Salinlah dengan tepat bagian dokumen tentang filsafat di bawah ini, mulai dari "Dalam tulisan yang" sampai dengan "penting? Apa alasannya?".

• [Dokumen]:
----------
Dalam tulisan yang dinukil dari Buku Saku Filsafat Islam (Mizan, 2006), Haidar Bagir melihat masalah besar kemanusiaan bersumber dari kegagalan melihat kompleksitas masalah. Di sini, menurutnya, filsafat bisa berperan penting? Apa alasannya?
Oleh Haidar Bagir
Kenapa Filsafat?
“MUNGKINKAH pendidikan kita mengabaikan pendidikan rahsa Dalam bahasa filsuf John Henri Newman, yang menaruh minat besar pada pendidikan, rahsa itu mungkin semacam illative sense. Illative sense adalah bagian intelektual manusia yang dapat mengandaikan adanya kompleksitas suatu objek, dan adanya pelbagai kemungkinan manusia mengambil sikap terhadap objek tersebut. Illative sense itu mirip dengan phronesis dari Aristoteles, yakni semacam kebijaksanaan untuk mengakui segala keterbatasan pengetahuan kita, tanpa kehilangan kepastian bahwa kita dapat berbicara tentang kebenaran. Pendeknya, pendidikan rahsa, illative sense, atau phronesis itu akan membuat kita jadi tahu diri.”
----------
• [Materi yang Disediakan]:
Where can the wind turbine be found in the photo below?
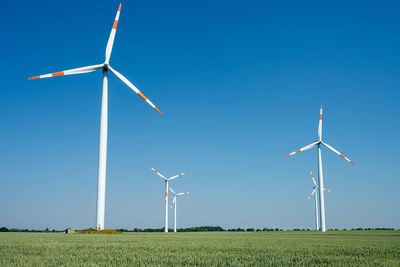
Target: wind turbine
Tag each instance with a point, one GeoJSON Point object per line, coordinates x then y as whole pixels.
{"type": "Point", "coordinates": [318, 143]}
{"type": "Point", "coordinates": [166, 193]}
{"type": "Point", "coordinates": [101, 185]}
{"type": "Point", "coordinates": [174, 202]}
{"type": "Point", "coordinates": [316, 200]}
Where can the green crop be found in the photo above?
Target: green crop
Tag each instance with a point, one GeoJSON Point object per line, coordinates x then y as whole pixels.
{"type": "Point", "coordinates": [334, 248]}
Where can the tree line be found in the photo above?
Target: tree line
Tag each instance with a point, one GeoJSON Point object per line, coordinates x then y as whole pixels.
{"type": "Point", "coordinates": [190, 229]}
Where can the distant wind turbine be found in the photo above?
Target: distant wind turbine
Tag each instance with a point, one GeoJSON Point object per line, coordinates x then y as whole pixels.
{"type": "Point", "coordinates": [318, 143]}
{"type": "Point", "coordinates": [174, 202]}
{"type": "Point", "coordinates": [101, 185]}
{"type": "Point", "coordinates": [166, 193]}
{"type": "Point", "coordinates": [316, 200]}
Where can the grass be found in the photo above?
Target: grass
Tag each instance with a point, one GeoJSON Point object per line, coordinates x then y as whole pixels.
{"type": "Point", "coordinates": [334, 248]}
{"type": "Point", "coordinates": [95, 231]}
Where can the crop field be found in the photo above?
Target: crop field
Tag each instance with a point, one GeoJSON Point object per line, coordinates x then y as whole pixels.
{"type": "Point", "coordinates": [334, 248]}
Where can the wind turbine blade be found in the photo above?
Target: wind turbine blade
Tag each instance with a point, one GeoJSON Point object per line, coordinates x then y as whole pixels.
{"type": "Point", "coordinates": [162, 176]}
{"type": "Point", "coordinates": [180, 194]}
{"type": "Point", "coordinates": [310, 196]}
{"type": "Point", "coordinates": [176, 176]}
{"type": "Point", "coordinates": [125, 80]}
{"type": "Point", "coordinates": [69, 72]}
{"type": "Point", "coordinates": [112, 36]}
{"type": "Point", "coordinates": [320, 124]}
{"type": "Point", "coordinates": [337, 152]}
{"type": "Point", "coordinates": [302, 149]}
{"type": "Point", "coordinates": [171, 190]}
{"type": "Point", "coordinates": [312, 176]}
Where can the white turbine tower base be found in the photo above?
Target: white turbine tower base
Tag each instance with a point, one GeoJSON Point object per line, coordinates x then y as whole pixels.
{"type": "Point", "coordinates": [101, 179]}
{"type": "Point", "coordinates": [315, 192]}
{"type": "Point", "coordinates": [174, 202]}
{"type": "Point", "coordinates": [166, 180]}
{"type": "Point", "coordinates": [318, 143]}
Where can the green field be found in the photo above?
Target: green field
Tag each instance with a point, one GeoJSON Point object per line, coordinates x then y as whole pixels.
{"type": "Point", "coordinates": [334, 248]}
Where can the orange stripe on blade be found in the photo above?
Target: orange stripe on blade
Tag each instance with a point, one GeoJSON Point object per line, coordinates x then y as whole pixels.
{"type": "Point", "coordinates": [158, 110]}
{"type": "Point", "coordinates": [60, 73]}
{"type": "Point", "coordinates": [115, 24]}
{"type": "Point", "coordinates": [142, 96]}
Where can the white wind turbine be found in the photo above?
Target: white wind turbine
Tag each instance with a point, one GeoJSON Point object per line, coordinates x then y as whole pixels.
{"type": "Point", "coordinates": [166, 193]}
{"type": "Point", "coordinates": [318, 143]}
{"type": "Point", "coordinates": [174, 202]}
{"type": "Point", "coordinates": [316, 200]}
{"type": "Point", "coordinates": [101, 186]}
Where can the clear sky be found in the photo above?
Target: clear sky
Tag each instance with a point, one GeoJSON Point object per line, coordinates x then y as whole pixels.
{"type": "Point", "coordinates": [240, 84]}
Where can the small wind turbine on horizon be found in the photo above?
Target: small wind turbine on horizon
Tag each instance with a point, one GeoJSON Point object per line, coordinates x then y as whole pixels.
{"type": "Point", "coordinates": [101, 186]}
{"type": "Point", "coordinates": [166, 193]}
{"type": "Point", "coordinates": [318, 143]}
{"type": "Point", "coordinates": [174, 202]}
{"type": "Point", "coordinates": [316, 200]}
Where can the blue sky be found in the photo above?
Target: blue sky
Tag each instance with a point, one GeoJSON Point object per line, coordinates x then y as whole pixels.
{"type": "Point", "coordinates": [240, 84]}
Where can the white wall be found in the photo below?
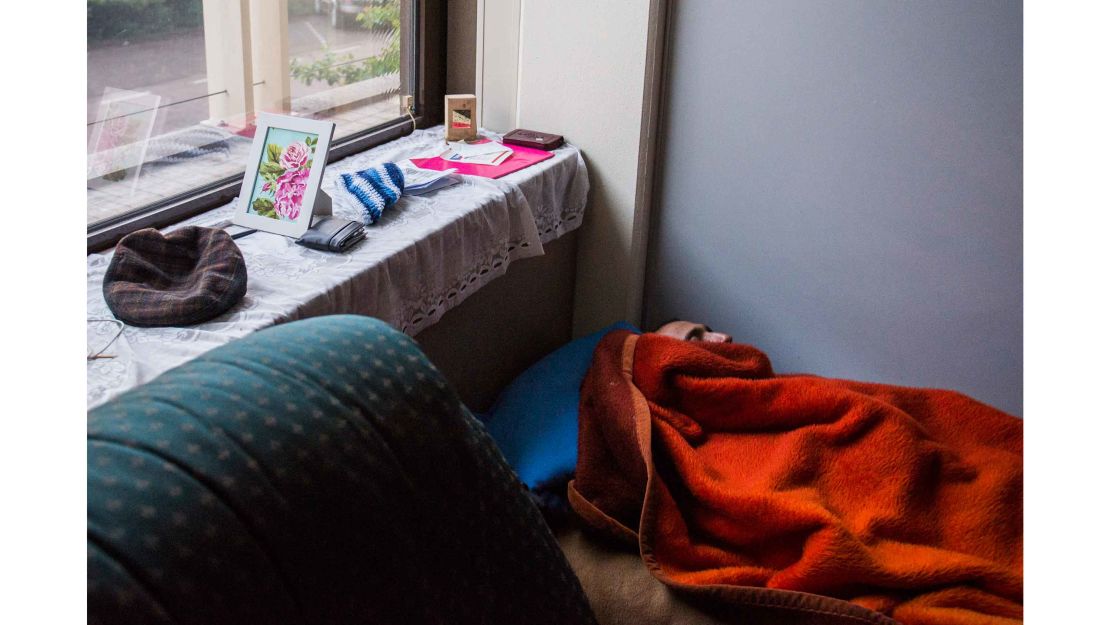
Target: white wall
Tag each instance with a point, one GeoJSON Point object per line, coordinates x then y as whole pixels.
----------
• [Jawaban Lengkap]:
Dalam tulisan yang dinukil dari Buku Saku Filsafat Islam (Mizan, 2006), Haidar Bagir melihat masalah besar kemanusiaan bersumber dari kegagalan melihat kompleksitas masalah. Di sini, menurutnya, filsafat bisa berperan penting? Apa alasannya?